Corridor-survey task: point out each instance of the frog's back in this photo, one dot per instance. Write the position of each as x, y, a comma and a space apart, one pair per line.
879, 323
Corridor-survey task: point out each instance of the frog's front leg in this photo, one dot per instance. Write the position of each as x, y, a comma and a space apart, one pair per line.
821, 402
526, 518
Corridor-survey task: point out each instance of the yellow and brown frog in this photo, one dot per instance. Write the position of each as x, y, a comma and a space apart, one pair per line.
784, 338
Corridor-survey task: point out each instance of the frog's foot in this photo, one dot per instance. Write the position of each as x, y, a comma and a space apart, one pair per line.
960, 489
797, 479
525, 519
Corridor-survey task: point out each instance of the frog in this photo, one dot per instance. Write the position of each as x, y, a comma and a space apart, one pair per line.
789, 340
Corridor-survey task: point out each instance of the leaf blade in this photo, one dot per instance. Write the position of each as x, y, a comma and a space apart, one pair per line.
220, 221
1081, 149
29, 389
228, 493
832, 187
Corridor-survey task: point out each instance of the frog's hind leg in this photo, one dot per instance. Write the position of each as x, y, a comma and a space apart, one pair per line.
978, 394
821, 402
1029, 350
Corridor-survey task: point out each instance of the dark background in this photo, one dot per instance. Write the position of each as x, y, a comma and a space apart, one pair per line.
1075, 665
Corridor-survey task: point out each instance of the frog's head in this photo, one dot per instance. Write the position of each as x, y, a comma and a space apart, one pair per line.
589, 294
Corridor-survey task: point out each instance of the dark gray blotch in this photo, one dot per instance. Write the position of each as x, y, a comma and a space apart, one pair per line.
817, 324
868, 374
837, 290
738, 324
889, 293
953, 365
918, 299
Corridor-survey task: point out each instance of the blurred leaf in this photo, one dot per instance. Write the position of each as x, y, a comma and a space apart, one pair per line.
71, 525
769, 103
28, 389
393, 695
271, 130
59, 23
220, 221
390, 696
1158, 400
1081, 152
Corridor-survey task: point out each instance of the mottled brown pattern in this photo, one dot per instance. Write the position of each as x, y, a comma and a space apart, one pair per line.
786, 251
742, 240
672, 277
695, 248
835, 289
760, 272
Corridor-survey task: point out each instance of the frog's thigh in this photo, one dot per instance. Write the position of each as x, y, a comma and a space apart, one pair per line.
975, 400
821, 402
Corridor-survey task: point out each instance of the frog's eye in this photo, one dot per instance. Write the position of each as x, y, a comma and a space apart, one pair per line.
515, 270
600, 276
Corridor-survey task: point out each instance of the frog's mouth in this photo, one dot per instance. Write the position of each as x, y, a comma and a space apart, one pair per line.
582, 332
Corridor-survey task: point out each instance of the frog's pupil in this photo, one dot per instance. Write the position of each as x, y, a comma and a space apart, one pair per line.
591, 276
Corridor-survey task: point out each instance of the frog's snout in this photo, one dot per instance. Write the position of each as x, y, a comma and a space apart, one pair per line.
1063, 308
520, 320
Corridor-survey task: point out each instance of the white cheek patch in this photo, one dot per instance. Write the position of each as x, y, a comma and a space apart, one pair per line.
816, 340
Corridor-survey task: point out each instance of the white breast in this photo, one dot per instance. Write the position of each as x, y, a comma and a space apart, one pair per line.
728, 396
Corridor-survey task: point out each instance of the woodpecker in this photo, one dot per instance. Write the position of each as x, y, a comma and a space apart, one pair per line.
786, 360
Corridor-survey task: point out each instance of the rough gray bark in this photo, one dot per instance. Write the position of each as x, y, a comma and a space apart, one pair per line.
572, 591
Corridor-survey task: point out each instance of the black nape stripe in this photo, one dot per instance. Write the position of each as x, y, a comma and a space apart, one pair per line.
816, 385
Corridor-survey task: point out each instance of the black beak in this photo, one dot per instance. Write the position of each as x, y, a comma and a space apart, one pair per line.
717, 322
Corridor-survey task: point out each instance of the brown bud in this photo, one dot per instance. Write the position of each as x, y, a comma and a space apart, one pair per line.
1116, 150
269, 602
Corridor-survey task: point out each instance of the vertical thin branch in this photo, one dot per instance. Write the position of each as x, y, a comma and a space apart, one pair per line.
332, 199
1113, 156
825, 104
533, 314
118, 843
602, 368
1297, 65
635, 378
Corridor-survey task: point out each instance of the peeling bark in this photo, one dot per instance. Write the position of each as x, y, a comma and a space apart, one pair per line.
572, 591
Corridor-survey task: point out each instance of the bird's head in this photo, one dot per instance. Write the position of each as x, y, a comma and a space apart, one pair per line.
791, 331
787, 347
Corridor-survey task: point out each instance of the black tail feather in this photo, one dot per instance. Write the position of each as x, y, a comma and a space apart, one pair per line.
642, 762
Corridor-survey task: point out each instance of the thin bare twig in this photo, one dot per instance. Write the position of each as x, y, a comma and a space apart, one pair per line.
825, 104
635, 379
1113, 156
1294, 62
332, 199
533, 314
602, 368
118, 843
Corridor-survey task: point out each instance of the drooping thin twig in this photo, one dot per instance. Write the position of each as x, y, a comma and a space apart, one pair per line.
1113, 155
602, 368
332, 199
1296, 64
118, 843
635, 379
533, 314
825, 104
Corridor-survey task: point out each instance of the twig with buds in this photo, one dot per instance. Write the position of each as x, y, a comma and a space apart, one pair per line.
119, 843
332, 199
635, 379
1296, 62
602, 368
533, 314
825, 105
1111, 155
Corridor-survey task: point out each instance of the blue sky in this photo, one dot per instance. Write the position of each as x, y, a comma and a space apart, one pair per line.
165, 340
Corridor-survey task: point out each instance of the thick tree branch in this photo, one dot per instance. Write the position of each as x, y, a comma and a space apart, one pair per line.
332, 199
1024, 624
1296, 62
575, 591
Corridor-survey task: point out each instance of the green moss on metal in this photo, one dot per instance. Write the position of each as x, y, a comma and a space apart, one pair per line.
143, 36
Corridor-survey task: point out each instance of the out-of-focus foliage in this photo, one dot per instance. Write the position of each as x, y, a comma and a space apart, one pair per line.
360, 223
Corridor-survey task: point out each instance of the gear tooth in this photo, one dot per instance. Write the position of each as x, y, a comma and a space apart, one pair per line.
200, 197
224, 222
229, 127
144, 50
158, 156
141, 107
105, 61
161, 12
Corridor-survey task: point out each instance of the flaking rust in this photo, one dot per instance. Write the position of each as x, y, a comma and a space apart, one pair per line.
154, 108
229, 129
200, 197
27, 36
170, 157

GOAL OF THE EXERCISE → Copy exactly the lines that begin with the one containing "Corridor-survey task: point out each instance of the flaking" and continue to the end of the records, both included, and nothing more.

REPLY TO THE TASK →
Corridor-survey task: point out each instance of the flaking rust in this photo, one dot per instance. Write the position of each as x, y, a comma and a space apart, one pair per line.
154, 108
229, 129
200, 197
27, 36
170, 157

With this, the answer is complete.